* _INSTRUCTION_: Copy out the rows from the start through the line containing "[277,65,300,110]", swapping "grounding head" for "detection head" and keeping everything else unchanged.

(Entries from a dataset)
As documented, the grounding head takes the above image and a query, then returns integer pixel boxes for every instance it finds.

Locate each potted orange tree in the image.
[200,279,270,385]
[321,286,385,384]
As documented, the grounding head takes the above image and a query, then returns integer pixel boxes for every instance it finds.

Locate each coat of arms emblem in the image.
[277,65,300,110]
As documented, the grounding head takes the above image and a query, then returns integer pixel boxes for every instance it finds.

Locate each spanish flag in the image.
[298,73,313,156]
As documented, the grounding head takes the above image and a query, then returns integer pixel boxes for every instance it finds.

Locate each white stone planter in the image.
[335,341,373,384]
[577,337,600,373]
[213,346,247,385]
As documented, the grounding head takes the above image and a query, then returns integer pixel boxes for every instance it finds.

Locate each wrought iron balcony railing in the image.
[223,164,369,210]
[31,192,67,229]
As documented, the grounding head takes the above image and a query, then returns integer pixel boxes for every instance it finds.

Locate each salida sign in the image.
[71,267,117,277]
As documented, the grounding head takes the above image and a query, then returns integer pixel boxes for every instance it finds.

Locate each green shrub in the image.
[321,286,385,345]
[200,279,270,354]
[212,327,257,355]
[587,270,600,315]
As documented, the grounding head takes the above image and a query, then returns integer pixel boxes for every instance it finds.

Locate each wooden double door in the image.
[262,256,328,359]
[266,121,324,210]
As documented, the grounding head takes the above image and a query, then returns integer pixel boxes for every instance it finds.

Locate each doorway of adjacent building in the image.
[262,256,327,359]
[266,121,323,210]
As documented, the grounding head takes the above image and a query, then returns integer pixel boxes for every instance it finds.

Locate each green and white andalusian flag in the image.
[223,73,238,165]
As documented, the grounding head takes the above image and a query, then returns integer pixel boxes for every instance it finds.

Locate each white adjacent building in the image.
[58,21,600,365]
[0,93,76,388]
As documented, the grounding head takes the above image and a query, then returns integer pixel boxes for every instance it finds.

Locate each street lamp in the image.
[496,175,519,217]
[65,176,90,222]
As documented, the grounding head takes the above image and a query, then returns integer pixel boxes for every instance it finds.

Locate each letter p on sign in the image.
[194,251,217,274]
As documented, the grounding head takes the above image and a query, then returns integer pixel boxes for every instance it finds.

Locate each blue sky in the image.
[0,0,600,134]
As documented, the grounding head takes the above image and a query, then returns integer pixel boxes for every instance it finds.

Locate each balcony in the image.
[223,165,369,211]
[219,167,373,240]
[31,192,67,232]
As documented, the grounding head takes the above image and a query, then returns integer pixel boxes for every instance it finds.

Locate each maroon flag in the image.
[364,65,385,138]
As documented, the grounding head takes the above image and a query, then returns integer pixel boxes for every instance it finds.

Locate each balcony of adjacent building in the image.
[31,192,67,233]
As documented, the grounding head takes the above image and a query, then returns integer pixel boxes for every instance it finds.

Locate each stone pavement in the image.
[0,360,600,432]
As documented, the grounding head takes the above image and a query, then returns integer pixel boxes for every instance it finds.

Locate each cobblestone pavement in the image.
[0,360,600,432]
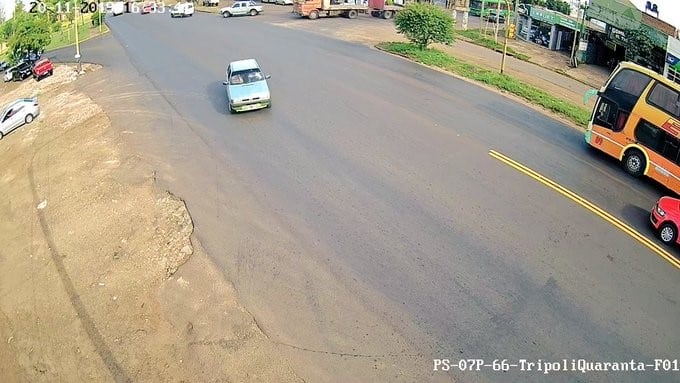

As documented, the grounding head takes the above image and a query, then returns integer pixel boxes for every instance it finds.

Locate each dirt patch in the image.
[0,65,299,382]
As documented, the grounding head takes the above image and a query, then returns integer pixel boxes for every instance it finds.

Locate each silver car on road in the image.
[0,97,40,139]
[223,59,272,113]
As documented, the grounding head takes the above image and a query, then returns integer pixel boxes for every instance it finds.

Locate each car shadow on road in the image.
[621,204,680,259]
[205,81,230,115]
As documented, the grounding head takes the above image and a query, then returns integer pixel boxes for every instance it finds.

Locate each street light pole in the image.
[496,0,510,74]
[73,1,83,74]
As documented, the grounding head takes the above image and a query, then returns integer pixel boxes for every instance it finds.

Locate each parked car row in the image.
[3,57,54,82]
[260,0,295,5]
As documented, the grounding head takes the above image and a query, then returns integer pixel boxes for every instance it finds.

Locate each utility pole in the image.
[479,0,488,36]
[493,0,500,43]
[496,0,510,74]
[73,1,83,74]
[513,0,519,38]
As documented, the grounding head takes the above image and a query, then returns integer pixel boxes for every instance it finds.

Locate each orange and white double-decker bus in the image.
[585,62,680,194]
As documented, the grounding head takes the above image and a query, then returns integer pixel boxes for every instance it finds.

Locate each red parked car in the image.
[649,197,680,244]
[33,58,54,81]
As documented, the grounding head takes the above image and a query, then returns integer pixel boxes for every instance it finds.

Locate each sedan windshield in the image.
[229,68,264,85]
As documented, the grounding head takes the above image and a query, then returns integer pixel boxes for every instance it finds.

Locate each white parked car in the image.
[106,1,125,16]
[223,59,272,113]
[170,3,194,17]
[0,97,40,138]
[220,1,263,17]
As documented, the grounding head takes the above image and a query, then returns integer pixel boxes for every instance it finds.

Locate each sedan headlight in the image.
[656,205,666,217]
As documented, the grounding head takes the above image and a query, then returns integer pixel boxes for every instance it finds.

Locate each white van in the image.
[170,2,194,17]
[110,1,125,16]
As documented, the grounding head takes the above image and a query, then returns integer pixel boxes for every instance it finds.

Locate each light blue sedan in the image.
[223,59,272,113]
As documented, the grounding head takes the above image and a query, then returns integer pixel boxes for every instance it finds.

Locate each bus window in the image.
[647,83,680,118]
[605,69,652,112]
[635,120,680,164]
[635,120,666,153]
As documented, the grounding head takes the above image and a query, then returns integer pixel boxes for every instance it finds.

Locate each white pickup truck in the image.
[170,3,194,18]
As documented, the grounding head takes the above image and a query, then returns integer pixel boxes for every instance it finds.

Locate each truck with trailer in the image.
[293,0,368,20]
[368,0,404,20]
[293,0,409,20]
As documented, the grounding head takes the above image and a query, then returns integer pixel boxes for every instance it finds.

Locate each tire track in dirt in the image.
[28,131,132,382]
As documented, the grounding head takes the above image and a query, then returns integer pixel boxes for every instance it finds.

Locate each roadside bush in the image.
[394,3,453,49]
[92,11,106,27]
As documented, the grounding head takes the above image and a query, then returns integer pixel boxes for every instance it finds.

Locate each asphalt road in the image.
[51,6,680,382]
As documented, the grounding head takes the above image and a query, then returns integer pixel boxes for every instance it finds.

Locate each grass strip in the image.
[376,42,590,127]
[456,29,531,61]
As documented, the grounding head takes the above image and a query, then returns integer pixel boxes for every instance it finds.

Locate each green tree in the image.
[624,29,654,66]
[394,3,453,49]
[2,12,52,63]
[545,0,571,15]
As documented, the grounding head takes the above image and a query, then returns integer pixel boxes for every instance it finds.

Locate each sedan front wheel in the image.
[659,222,678,245]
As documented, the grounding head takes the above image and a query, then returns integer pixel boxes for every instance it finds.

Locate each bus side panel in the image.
[590,124,623,160]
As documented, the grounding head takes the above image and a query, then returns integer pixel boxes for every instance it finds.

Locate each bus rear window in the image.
[608,69,651,98]
[647,83,680,118]
[604,69,652,113]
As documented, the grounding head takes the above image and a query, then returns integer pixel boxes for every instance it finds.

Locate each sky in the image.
[631,0,680,29]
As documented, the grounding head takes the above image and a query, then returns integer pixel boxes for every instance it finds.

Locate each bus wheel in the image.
[659,222,678,245]
[623,149,647,177]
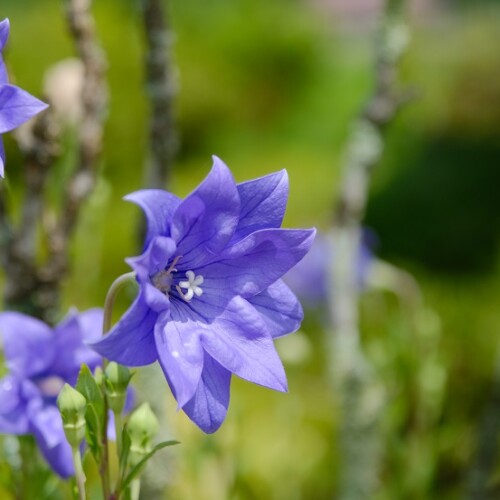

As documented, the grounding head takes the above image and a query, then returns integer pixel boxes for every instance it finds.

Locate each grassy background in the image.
[1,0,500,500]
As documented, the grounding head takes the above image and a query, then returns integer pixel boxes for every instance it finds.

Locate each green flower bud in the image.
[57,384,87,447]
[104,361,132,413]
[127,403,158,467]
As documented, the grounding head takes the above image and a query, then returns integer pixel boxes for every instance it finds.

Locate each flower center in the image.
[151,255,204,302]
[176,271,204,302]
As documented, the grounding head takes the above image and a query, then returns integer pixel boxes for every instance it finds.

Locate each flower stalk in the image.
[72,446,86,500]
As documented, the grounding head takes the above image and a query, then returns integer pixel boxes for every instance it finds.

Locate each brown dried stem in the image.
[142,0,177,188]
[0,0,107,323]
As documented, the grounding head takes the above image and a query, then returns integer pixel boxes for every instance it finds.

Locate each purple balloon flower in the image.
[0,309,102,478]
[0,19,47,177]
[94,157,315,433]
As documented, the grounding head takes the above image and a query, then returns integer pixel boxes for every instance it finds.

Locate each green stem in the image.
[102,272,135,344]
[73,446,86,500]
[130,477,141,500]
[113,411,123,457]
[100,272,135,500]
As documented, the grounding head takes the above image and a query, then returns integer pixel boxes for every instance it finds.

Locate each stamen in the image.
[151,255,186,295]
[176,271,204,302]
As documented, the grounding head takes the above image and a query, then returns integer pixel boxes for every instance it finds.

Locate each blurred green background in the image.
[1,0,500,500]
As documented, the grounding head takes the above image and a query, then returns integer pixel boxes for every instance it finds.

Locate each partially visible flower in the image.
[0,309,102,478]
[0,19,47,177]
[283,230,374,309]
[94,157,315,432]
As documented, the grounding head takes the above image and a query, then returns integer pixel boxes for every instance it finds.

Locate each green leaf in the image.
[76,365,106,462]
[121,440,179,491]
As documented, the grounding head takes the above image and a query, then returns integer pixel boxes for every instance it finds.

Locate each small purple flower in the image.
[283,230,375,309]
[0,309,102,478]
[0,19,47,177]
[94,157,315,433]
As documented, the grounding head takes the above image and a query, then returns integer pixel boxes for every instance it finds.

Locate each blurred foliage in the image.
[0,0,500,500]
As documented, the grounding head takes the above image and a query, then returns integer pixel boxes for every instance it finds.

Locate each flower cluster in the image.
[0,309,102,478]
[93,158,315,432]
[0,19,47,177]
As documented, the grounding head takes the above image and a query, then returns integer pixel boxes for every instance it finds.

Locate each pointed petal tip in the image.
[212,155,233,177]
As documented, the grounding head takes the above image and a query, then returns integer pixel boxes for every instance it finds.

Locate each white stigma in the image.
[177,271,204,302]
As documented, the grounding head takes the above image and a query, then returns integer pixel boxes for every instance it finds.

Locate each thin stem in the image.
[130,477,141,500]
[100,272,135,499]
[102,272,135,335]
[113,411,123,457]
[72,446,86,500]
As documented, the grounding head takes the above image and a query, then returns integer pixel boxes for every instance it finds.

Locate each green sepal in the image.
[57,384,87,447]
[76,365,106,463]
[104,361,132,413]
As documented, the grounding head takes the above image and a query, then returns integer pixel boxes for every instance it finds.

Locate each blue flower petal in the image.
[30,406,75,479]
[155,311,203,408]
[90,293,158,366]
[0,375,35,434]
[49,308,103,385]
[0,54,9,85]
[185,295,287,392]
[234,170,288,239]
[182,353,231,434]
[197,229,316,298]
[125,236,176,283]
[0,312,56,378]
[0,84,47,134]
[248,280,304,338]
[124,189,181,248]
[172,157,240,269]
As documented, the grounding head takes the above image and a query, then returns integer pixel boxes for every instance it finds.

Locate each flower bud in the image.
[104,361,132,413]
[127,403,158,467]
[57,384,87,447]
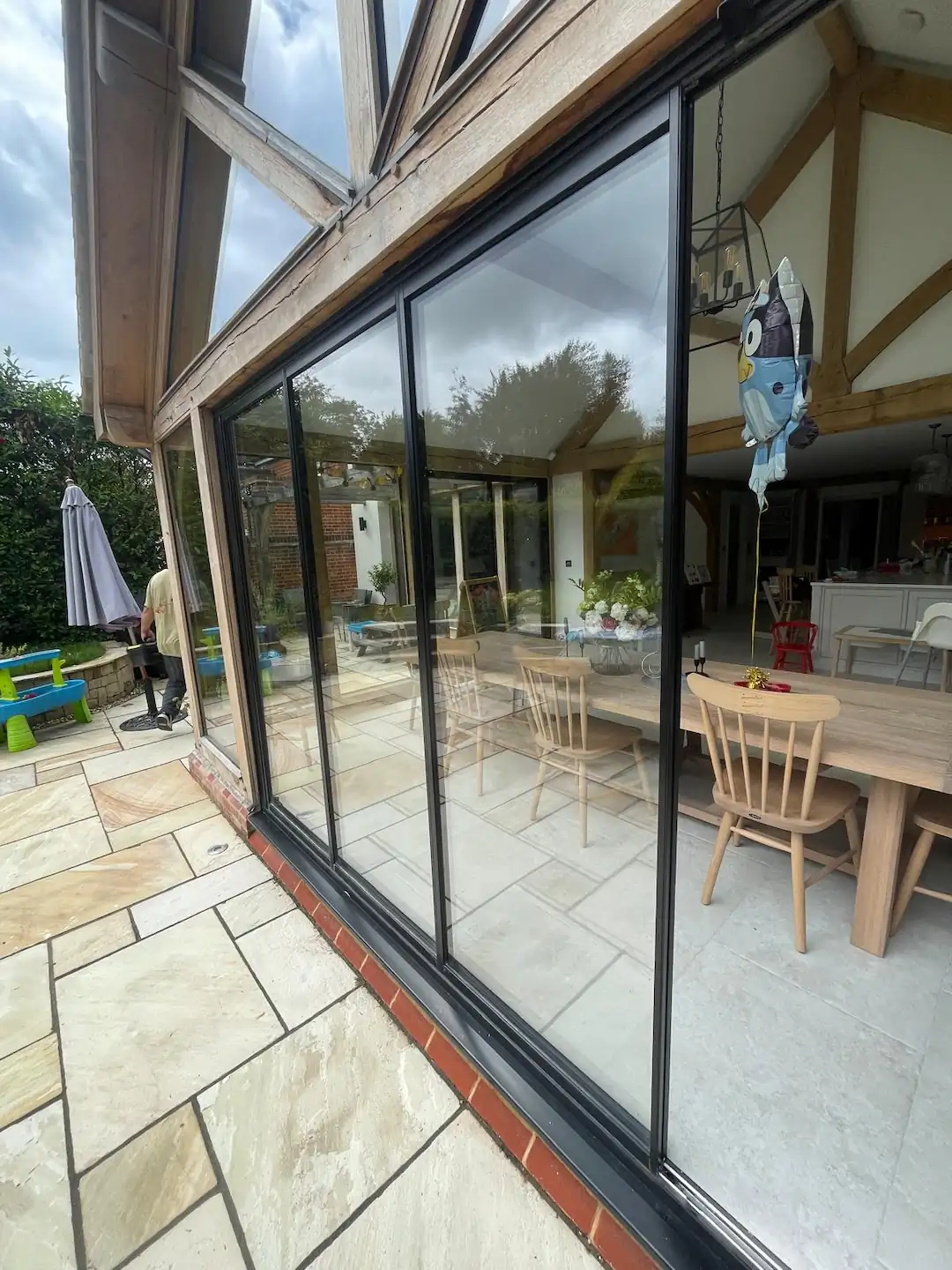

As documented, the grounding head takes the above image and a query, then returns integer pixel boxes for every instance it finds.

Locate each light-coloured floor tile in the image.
[519,803,654,878]
[669,940,921,1270]
[0,724,108,773]
[0,1024,61,1132]
[450,886,618,1028]
[0,776,96,846]
[0,815,109,892]
[572,860,658,967]
[876,990,952,1270]
[132,855,271,938]
[175,815,250,874]
[0,1102,76,1270]
[237,908,357,1027]
[56,913,282,1169]
[219,881,296,938]
[122,1195,245,1270]
[443,750,539,813]
[338,803,404,847]
[0,837,191,955]
[37,763,83,785]
[80,1103,216,1270]
[314,1111,600,1270]
[340,838,392,874]
[716,860,952,1051]
[0,945,53,1058]
[93,751,205,833]
[485,785,571,833]
[520,860,598,910]
[545,953,655,1125]
[334,751,427,815]
[0,763,37,797]
[53,908,136,979]
[109,797,221,851]
[199,990,458,1270]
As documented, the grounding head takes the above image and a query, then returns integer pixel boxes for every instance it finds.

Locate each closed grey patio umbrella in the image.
[60,482,141,626]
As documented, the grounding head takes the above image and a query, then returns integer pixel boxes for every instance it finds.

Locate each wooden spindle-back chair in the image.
[436,636,517,795]
[688,675,860,952]
[520,656,651,847]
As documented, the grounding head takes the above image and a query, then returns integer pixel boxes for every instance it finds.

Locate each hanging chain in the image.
[715,80,724,212]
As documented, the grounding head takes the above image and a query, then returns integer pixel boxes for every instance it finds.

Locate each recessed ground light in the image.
[899,9,926,35]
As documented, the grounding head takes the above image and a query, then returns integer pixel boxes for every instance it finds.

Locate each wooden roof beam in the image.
[844,260,952,384]
[179,67,353,225]
[744,89,834,223]
[814,4,859,78]
[859,63,952,132]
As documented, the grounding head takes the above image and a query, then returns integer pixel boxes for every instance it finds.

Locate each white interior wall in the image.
[552,473,585,626]
[350,502,398,602]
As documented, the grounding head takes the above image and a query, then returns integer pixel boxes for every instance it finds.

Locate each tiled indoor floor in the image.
[249,646,952,1270]
[0,699,597,1270]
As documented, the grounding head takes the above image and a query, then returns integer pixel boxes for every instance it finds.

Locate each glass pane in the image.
[294,318,434,935]
[162,423,237,763]
[242,0,349,173]
[210,162,312,335]
[231,389,328,842]
[382,0,416,85]
[465,0,522,57]
[413,131,667,1119]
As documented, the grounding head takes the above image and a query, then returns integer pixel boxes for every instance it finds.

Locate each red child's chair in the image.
[770,621,816,675]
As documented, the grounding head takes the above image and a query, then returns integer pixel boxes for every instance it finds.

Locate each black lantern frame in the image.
[690,203,772,318]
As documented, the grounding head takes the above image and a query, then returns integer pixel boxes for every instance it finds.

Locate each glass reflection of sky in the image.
[243,0,349,173]
[210,162,311,335]
[413,138,669,457]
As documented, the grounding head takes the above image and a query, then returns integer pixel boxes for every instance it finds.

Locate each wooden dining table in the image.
[476,631,952,956]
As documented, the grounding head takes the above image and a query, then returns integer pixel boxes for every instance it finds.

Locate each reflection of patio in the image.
[0,695,606,1270]
[270,639,952,1270]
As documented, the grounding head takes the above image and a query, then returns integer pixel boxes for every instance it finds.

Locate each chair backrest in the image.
[517,654,591,751]
[436,635,480,719]
[914,601,952,649]
[770,618,816,649]
[688,675,840,820]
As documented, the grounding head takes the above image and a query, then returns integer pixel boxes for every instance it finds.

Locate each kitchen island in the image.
[810,571,952,687]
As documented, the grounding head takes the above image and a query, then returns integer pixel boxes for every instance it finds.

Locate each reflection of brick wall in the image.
[321,503,357,600]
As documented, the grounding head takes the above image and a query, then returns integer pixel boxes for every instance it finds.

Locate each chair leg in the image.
[476,727,482,797]
[889,829,935,935]
[529,758,546,820]
[701,811,740,904]
[843,806,863,875]
[790,833,806,952]
[579,761,589,851]
[631,741,651,803]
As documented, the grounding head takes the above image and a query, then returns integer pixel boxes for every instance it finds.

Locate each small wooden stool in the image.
[889,790,952,935]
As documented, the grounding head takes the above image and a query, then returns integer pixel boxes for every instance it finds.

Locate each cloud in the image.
[0,0,78,387]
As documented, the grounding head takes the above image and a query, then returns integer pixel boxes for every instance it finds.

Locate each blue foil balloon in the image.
[738,255,816,511]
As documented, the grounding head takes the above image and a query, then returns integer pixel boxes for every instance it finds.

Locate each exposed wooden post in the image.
[338,0,381,188]
[845,260,952,382]
[190,407,257,796]
[152,423,205,741]
[814,74,862,396]
[814,5,859,78]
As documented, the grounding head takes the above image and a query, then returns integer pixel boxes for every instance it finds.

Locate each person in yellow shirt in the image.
[139,569,185,731]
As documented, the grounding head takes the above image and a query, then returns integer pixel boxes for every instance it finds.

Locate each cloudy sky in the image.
[0,0,78,386]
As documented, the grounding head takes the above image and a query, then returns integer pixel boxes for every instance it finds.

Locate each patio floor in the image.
[0,698,598,1270]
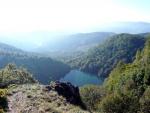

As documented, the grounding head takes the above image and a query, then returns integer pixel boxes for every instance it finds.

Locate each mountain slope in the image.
[38,32,114,52]
[96,22,150,34]
[80,38,150,113]
[65,34,145,77]
[7,84,89,113]
[0,42,70,84]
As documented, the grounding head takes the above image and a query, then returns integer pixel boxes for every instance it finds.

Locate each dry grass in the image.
[8,84,88,113]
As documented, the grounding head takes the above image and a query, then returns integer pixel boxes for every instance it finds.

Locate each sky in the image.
[0,0,150,34]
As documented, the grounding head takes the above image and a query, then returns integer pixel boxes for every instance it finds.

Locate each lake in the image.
[60,70,103,86]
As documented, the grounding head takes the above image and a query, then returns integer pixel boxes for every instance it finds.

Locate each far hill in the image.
[63,34,145,77]
[0,43,70,84]
[37,32,114,52]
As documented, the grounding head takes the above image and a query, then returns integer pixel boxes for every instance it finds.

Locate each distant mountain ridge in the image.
[0,43,70,84]
[96,22,150,34]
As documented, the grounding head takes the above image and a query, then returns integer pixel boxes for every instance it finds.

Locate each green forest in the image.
[80,38,150,113]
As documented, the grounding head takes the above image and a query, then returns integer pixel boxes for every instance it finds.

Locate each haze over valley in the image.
[0,0,150,113]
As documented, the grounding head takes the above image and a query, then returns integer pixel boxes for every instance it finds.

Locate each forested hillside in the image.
[64,34,146,77]
[0,44,70,84]
[80,35,150,113]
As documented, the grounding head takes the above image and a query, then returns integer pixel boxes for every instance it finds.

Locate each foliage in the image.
[0,64,36,87]
[81,38,150,113]
[66,34,145,77]
[0,89,8,113]
[80,85,105,110]
[0,43,70,84]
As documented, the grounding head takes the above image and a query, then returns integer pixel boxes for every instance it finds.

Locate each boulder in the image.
[45,81,86,109]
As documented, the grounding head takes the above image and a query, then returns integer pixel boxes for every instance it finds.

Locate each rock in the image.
[45,81,86,109]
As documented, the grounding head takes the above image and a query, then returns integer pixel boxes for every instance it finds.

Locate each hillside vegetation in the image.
[0,43,70,84]
[67,34,145,77]
[80,38,150,113]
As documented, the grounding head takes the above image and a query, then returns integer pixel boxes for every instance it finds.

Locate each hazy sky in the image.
[0,0,150,33]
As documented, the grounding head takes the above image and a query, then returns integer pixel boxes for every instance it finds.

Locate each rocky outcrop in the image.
[45,81,86,109]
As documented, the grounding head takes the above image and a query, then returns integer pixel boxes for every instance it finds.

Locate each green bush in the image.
[0,89,8,113]
[80,85,105,110]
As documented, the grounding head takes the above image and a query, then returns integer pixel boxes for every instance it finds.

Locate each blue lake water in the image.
[60,70,103,86]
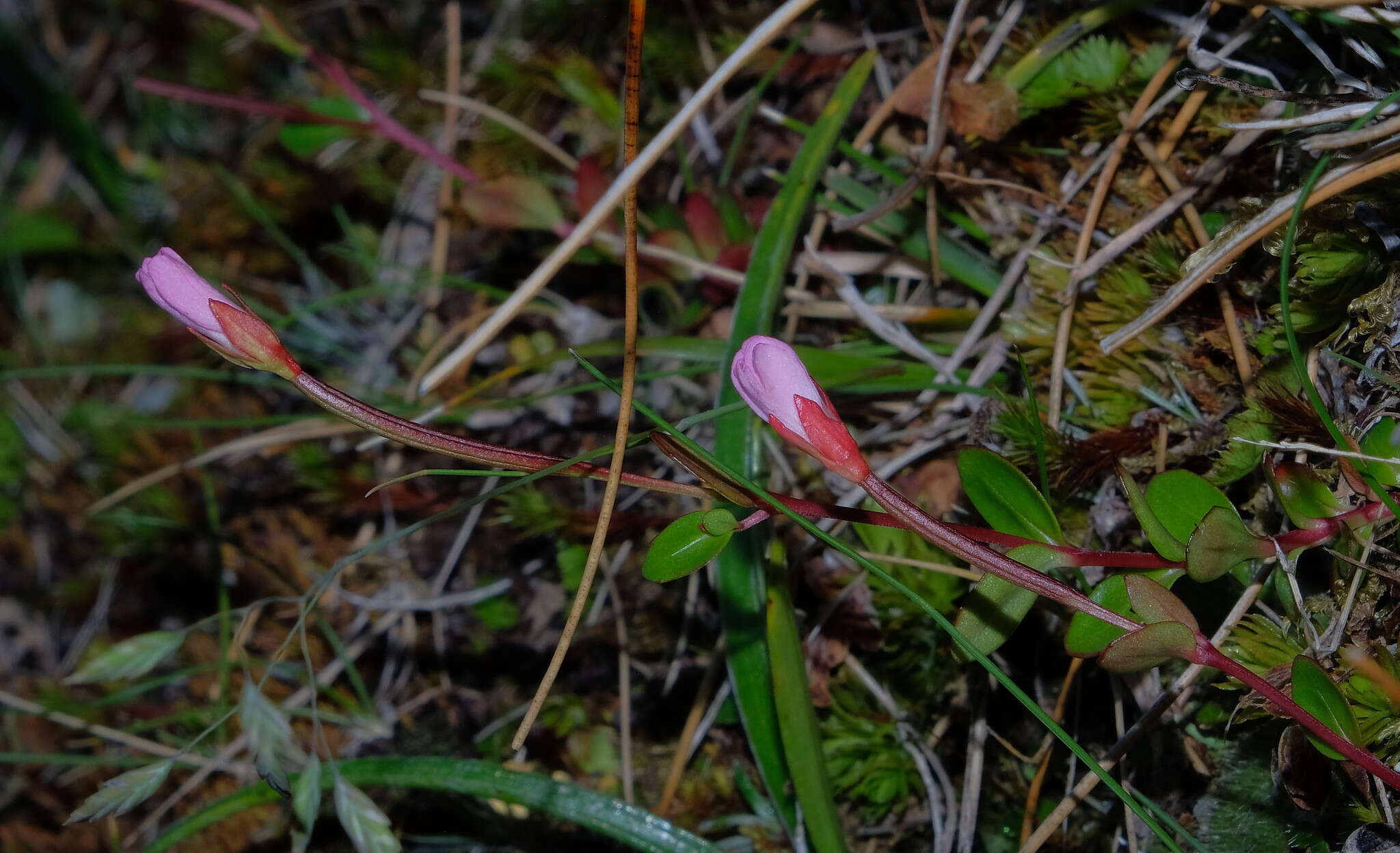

* _RESULT OF THIS EXERCISE_:
As documented, the detection head takes the above image and a query, then returns integer pixel boxes for every instance it finds.

Locate each potted orange tree in the image.
[200,279,270,385]
[321,286,385,384]
As documented, the detection head takes the above image and a query, then returns integer pixel boxes for every instance it finds.

Locate each coat of arms emblem in the image.
[277,65,300,110]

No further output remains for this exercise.